::: PASSAGE SOURCE

Il fait partie de cette génération d’humoristes belges qui percent à l’international avec un sens de l’humour teinté de cynisme et de dérision noir-jaune-rouge. Ses racines congolaises ?  » Ça me rajoute quelque chose « , rétorque-t-il. On confirme.

Quand il entre au Jat’ Café, le snack branché où il nous a donné rendez-vous, à quelques centaines de mètres du quartier Matonge, repaire des Congolais de notre capitale, le patron l’accueille d’un chaleureux  » Bonjour Kody !  » C’est que depuis qu’il est bébé, tout le monde l’appelle ainsi, même ses parents, bien que sur sa carte d’identité figure le patronyme  » Seti « …  » Au Congo, dans notre génération, on a souvent un prénom officiel et un officieux « , décode-t-il, sourire aux lèvres. Fils d’ambassadeur, l’humoriste est né à Bruxelles, a passé quelque temps aux Pays-Bas, est revenu à Rhode-Saint-Genèse, a fait sa scolarité à Braine-l’Alleud… mais est toujours resté attaché à ses racines.  » Je me renseigne, je lis pour en savoir plus sur la culture et l’actualité de ce pays. Je regrette de ne rien avoir appris à l’école là-dessus. Nos deux nations ont une histoire commune ; une colonie, ce n’est pas rien… Pourtant, ici, on ne nous enseigne pas une ligne sur le sujet « , relève-t-il avant de partir dans un de ces petits rires communicatifs dont il ponctue régulièrement son discours, le rendant plus touchant. Le Bruxellois a découvert gamin que l’humour pouvait fédérer.  » En classe, j’avais remarqué que mes blagues n’étaient pas mauvaises mais j’étais tellement timide que je préférais les souffler à mes camarades… Un jour, le titulaire est entré et s’est écrié :  » Qu’est-ce que c’est que ce bordel, on dirait un cirque !  » J’ai proposé à un copain de répliquer :  » Alors, nous sommes les spectateurs…  » Il s’est fait virer !  »

::::::
::: ENTRÉES AFFICHÉES

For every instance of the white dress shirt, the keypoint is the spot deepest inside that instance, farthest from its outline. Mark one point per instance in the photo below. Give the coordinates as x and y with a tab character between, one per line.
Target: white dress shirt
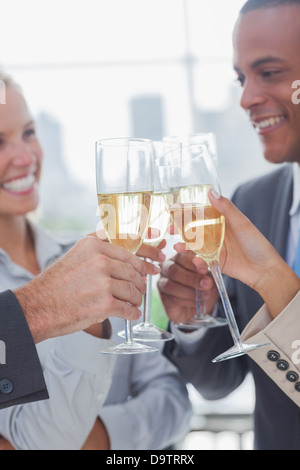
147	406
77	376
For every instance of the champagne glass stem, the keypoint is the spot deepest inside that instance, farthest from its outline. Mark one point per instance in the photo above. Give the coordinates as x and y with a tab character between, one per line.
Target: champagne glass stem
147	301
200	304
217	275
128	332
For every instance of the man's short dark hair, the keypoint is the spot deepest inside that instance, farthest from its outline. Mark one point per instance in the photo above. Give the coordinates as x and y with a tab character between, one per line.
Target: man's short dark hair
258	4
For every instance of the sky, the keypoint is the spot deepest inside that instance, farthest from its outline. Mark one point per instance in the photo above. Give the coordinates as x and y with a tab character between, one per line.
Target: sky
83	60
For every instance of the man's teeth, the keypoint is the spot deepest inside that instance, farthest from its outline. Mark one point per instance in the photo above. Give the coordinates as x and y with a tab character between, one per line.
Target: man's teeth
268	122
21	184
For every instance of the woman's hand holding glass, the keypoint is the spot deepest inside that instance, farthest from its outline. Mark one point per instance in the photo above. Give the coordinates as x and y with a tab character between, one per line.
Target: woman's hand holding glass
201	226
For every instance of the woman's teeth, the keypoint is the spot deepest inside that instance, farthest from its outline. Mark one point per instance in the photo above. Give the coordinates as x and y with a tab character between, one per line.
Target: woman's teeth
268	122
19	185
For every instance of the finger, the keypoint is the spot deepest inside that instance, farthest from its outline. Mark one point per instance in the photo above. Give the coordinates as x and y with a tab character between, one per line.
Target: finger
227	208
127	292
125	272
151	252
176	290
182	248
118	253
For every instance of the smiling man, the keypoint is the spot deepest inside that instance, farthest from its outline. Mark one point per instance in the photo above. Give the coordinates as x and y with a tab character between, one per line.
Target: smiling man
266	41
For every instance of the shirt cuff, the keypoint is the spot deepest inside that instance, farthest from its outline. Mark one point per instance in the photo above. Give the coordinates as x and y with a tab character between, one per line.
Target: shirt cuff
83	351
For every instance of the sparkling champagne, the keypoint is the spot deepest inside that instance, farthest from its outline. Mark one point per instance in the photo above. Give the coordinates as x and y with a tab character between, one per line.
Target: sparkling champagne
158	221
125	218
200	225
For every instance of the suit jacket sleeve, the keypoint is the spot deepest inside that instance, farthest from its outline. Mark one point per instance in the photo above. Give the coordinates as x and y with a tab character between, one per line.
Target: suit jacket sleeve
21	376
281	359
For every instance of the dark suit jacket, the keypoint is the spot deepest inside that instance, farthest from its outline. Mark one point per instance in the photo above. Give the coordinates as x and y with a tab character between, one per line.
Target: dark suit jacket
266	201
21	376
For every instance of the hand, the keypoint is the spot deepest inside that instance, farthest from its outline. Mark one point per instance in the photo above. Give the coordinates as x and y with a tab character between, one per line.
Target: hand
178	281
248	256
98	438
154	254
93	281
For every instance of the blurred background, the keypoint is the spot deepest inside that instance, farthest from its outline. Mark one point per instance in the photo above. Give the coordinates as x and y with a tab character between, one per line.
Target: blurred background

::::::

Condensez en une liste à puces le paragraphe du passage source qui commence par « Quand il entre au Jat’ Café », en conservant ses faits principaux.

- **RÉPONSE RÉDIGÉE**:
- Au Jat’ Café, snack branché situé à quelques centaines de mètres du quartier Matonge, repaire des Congolais de la capitale, le patron l’accueille d’un « Bonjour Kody ! ».
- Tout le monde, ses parents compris, l’appelle Kody depuis qu’il est bébé, alors que sa carte d’identité porte le patronyme « Seti ». Au Congo, dans sa génération, on a souvent un prénom officiel et un officieux.
- Fils d’ambassadeur, il est né à Bruxelles. Il a passé quelque temps aux Pays-Bas, est revenu à Rhode-Saint-Genèse et a fait sa scolarité à Braine-l’Alleud.
- Il reste attaché à ses racines. Il se renseigne et lit sur la culture et l’actualité du Congo.
- Il regrette que l’école ne lui ait rien appris sur l’histoire commune des deux nations, notamment la colonie.
- Enfant, il a découvert que l’humour pouvait fédérer. Trop timide, il soufflait ses blagues à ses camarades.
- Un jour, le titulaire a comparé la classe à un cirque. Sur sa suggestion, un copain a répliqué « Alors, nous sommes les spectateurs… » et s’est fait renvoyer.